§ **The input**:

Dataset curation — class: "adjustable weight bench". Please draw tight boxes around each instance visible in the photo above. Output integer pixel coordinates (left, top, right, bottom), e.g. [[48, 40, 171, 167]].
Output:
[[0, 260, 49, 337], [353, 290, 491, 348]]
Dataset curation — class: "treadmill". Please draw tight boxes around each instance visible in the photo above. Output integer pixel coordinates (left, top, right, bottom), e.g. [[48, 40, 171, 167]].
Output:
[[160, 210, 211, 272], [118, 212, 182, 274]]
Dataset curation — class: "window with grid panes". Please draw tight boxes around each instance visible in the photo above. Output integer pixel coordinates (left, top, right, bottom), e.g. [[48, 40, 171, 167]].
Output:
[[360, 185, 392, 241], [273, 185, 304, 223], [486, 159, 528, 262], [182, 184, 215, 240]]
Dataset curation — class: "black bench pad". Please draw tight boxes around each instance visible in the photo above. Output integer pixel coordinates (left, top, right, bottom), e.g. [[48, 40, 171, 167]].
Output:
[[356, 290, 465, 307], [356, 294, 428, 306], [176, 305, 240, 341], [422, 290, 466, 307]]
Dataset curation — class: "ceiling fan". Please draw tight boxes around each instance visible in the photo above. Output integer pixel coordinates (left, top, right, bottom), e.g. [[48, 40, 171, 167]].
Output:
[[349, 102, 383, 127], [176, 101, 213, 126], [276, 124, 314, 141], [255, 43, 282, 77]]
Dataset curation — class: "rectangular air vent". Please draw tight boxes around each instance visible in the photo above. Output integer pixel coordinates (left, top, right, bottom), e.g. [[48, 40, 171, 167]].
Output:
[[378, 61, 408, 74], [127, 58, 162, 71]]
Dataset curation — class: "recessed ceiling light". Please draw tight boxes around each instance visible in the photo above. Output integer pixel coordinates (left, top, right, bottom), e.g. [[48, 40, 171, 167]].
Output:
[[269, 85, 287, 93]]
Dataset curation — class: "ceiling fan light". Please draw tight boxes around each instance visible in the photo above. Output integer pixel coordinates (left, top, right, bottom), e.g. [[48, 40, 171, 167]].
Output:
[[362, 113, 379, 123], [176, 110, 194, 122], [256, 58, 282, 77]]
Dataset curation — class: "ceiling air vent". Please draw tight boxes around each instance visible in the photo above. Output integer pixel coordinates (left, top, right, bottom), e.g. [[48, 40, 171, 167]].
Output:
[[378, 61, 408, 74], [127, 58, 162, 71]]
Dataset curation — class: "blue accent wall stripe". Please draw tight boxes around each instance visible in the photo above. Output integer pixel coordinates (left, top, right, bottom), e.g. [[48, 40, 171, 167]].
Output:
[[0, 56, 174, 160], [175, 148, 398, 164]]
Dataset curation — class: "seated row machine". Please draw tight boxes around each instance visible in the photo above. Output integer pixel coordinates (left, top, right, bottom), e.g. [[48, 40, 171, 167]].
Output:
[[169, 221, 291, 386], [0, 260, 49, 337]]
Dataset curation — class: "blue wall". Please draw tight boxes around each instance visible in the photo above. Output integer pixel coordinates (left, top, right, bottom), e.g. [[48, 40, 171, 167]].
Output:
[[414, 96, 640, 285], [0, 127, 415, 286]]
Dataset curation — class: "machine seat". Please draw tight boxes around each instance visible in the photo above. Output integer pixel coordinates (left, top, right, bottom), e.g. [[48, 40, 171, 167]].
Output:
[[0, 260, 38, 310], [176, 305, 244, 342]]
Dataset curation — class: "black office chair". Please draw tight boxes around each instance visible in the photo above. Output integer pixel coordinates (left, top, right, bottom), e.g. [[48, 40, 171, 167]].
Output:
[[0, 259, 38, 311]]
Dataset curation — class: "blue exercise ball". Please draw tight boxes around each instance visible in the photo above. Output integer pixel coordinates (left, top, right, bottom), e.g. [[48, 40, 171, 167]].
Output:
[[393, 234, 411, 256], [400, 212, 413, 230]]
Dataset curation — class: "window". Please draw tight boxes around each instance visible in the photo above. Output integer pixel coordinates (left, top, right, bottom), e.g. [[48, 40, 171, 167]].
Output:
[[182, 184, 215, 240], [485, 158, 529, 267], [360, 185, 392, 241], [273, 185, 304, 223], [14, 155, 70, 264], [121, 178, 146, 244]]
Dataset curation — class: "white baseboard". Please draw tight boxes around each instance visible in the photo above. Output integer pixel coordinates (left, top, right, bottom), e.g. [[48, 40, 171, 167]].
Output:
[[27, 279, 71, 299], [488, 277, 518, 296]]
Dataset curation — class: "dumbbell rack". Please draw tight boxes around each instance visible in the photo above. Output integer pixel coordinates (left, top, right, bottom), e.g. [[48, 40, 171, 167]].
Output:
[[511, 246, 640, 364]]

§ **What is being asked**:
Express the entries as a JSON list of strings, one string per line with blank lines omitted, covering everything from the start of the entries through the line containing "290, 466, 307]]", inclusive.

§ **Finished exercise**:
[
  "Dataset curation — class: \"adjustable weight bench\". Please draw tight boxes around each instance visible in the photo above. Output integer pixel coordinates (left, top, right, bottom), e.g. [[48, 40, 171, 167]].",
  "Output:",
  "[[0, 260, 49, 337], [353, 290, 491, 348]]",
  "Dataset curation — class: \"treadmill\". Please draw tight boxes around each instance visible in the photo above. Output integer pixel coordinates (left, top, right, bottom), e.g. [[48, 40, 171, 167]].",
  "Output:",
  "[[160, 210, 211, 272], [118, 212, 182, 274]]",
  "Dataset curation — class: \"window with grid panes\". Please draw tight boxes around each instance visible in the photo above. Output integer pixel coordinates (left, top, right, bottom), e.g. [[48, 40, 171, 167]].",
  "Output:",
  "[[360, 185, 392, 241], [273, 185, 304, 223], [486, 159, 528, 262], [182, 184, 215, 240]]",
  "Dataset curation — class: \"black bench pad\". Please draw tight boxes around each instance visible in the photo above. Output integer pixel coordinates (left, top, right, bottom), e.g. [[48, 40, 171, 167]].",
  "Output:",
  "[[356, 290, 465, 307], [356, 294, 428, 306], [176, 305, 240, 341], [422, 290, 466, 307]]"
]